==== Extracted material ====

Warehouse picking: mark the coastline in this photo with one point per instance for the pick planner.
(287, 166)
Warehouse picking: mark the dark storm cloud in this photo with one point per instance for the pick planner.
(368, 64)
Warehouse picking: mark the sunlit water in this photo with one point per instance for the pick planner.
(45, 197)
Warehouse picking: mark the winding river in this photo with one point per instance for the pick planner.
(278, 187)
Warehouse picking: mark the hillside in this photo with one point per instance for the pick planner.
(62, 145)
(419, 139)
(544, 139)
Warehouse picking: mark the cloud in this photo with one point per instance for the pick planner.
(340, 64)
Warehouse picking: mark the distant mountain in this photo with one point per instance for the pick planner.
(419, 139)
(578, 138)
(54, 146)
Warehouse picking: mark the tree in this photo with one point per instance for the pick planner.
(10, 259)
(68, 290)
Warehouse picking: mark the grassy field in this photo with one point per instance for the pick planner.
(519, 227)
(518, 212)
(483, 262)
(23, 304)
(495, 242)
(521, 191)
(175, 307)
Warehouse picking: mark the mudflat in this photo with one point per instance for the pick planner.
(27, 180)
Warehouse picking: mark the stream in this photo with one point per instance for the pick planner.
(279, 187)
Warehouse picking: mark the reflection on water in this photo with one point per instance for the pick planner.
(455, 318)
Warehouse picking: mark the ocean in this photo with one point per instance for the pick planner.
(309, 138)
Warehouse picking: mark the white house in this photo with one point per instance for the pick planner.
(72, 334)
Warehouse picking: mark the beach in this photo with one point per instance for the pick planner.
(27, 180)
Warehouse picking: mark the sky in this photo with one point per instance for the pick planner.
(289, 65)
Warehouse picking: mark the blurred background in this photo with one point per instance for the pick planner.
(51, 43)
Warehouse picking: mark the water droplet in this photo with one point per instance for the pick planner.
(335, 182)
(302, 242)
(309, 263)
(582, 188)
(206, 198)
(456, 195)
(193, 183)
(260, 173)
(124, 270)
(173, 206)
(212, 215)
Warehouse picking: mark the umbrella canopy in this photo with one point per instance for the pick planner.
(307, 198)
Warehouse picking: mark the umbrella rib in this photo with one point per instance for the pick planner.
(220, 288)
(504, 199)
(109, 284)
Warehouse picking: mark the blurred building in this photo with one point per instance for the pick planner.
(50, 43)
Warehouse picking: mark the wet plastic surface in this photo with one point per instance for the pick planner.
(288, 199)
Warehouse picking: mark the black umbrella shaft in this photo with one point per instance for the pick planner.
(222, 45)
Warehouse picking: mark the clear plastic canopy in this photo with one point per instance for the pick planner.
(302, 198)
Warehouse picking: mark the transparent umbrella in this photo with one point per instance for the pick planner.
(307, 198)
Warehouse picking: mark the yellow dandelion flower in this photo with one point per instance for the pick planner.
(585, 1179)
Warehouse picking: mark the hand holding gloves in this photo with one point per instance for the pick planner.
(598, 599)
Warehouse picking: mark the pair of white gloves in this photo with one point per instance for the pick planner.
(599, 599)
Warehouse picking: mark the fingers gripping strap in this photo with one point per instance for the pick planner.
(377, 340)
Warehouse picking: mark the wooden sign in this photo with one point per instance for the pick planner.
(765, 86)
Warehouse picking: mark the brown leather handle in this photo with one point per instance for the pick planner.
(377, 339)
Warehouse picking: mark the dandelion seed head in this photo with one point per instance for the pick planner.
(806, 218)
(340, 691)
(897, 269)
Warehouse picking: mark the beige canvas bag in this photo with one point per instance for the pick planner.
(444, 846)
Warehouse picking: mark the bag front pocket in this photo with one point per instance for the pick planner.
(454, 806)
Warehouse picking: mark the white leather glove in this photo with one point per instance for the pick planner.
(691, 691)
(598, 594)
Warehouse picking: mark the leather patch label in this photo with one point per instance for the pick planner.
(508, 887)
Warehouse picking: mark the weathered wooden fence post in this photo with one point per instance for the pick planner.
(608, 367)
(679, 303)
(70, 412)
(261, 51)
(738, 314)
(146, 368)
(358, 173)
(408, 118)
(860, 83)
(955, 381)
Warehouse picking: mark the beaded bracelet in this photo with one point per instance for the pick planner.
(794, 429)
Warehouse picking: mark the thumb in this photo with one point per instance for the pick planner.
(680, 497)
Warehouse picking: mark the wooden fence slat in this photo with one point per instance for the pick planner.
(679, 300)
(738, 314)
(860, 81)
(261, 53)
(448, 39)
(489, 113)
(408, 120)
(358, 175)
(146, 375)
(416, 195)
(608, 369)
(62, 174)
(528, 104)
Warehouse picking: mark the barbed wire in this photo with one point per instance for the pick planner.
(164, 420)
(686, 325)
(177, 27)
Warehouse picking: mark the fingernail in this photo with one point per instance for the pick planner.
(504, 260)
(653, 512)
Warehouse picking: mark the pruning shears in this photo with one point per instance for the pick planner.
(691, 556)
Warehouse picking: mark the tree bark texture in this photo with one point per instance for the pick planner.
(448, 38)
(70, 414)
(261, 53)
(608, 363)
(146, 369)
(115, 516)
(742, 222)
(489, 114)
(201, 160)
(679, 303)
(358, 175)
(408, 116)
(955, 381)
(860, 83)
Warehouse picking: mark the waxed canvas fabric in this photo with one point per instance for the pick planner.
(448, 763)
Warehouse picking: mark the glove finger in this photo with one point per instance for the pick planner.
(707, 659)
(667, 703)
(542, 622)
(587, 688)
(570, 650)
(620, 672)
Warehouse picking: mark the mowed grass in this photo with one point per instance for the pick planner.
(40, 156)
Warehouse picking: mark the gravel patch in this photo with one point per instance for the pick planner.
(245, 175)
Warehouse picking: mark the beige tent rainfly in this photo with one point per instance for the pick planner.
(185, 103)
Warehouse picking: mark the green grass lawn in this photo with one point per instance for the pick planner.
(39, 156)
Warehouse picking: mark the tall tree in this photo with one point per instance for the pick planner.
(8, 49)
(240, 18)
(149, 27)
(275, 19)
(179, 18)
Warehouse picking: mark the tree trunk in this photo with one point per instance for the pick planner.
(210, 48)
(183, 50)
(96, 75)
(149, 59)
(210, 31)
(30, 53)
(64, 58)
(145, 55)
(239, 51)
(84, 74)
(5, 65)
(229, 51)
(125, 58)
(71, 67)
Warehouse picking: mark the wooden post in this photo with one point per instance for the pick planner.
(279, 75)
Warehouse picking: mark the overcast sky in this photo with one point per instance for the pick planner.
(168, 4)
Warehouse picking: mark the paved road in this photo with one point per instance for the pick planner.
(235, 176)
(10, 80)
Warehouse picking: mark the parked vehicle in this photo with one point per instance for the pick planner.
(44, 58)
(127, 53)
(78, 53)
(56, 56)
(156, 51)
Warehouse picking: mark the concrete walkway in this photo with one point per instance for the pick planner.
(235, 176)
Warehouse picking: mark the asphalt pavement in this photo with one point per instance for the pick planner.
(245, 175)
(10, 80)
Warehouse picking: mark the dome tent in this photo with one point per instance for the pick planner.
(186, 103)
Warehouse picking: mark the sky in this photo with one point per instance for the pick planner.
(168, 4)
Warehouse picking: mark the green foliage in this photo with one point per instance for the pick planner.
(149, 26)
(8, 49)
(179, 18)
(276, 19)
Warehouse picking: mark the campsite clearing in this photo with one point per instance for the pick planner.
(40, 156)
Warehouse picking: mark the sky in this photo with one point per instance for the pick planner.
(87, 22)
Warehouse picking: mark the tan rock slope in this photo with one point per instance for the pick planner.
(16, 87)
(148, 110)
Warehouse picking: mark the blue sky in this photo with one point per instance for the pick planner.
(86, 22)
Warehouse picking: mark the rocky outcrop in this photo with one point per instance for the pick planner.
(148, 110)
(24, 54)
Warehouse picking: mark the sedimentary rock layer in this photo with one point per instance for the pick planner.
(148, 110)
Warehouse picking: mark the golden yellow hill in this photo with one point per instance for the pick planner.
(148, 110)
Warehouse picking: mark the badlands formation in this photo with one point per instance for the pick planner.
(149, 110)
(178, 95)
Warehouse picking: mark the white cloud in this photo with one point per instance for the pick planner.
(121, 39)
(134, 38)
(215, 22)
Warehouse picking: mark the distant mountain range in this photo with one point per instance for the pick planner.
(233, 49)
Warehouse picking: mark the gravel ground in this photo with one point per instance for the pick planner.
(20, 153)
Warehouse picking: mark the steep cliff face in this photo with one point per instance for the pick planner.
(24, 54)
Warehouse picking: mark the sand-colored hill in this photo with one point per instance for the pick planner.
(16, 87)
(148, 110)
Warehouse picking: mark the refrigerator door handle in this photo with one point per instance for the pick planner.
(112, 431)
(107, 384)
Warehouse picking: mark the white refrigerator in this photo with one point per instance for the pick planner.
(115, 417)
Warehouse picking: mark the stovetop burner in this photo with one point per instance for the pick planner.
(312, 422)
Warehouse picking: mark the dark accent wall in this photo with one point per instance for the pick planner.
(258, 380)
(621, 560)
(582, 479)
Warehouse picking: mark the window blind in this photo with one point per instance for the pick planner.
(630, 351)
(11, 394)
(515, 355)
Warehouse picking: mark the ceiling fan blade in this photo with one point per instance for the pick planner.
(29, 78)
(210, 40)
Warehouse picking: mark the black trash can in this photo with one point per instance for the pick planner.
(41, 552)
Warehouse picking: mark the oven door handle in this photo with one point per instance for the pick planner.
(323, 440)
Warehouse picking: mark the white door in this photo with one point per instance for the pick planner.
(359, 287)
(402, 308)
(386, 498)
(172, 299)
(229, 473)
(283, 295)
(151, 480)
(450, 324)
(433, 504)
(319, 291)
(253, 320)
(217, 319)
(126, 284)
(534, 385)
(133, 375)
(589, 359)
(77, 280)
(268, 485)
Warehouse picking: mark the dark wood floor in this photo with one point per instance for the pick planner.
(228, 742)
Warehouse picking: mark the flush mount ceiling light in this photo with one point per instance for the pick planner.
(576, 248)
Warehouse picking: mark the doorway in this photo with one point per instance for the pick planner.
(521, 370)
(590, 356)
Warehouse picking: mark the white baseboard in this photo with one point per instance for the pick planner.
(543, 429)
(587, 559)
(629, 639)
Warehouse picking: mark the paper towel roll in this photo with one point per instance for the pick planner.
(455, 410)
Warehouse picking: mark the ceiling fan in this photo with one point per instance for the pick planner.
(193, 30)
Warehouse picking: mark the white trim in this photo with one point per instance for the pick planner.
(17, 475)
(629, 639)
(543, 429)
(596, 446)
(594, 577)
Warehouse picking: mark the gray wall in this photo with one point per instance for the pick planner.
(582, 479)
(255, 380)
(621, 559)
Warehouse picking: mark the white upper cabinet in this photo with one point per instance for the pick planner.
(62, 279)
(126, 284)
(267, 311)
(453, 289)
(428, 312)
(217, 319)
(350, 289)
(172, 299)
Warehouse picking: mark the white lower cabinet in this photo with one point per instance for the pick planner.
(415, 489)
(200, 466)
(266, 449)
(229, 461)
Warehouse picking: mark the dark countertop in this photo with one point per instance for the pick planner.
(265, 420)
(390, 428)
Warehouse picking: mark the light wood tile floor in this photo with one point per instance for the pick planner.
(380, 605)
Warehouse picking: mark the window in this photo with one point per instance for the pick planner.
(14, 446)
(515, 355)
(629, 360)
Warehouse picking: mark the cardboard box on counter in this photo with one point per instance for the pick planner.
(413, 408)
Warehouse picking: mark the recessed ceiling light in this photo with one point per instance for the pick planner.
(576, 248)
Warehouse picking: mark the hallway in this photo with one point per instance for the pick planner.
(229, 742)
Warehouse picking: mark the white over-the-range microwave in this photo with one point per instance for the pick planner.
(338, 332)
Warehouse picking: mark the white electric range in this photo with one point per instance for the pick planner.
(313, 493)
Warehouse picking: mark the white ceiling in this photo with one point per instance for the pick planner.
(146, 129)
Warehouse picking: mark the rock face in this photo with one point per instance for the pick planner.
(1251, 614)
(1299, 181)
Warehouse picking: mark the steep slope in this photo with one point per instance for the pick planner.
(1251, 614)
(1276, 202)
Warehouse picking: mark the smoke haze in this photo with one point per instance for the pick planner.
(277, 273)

====

# Given problem
Return the lines above, from the one containing "Warehouse picking: mark the dark countertop" to the end, exactly as they stand.

# Reply
Warehouse picking: mark the dark countertop in this photo with one point per instance for the pick planner.
(265, 420)
(390, 428)
Warehouse picking: mark the light wood tile floor in this photo with one point per instance for the pick planner.
(380, 605)
Warehouse picking: mark the window in this photo with one point per instance for the pick planner.
(14, 446)
(515, 355)
(629, 360)
Warehouse picking: mark the cardboard box on counter in this photo with one point per instance for the pick planner.
(413, 408)
Warehouse picking: mark the recessed ceiling light in this photo with one point per instance for the pick planner.
(576, 248)
Warehouse picking: mark the hallway in this photo with one point per instance for the pick planner.
(229, 742)
Warehouse picking: mark the white over-the-range microwave in this photo with one point per instance for the pick planner.
(338, 332)
Warehouse picking: mark the white electric range in this photo with one point per instance for the pick planner.
(313, 493)
Warehouse picking: mark the white ceiling in this photo with one point per instance for the pick planner.
(146, 129)
Warehouse picking: mark the rock face in this photo with one point per instance for the pick planner.
(1251, 614)
(1299, 181)
Warehouse picking: mark the steep slope in this photo with one point per instance for the pick planner.
(1251, 614)
(1276, 202)
Warehouse picking: mark the smoke haze in this photo with one point per instance for the pick planner.
(277, 273)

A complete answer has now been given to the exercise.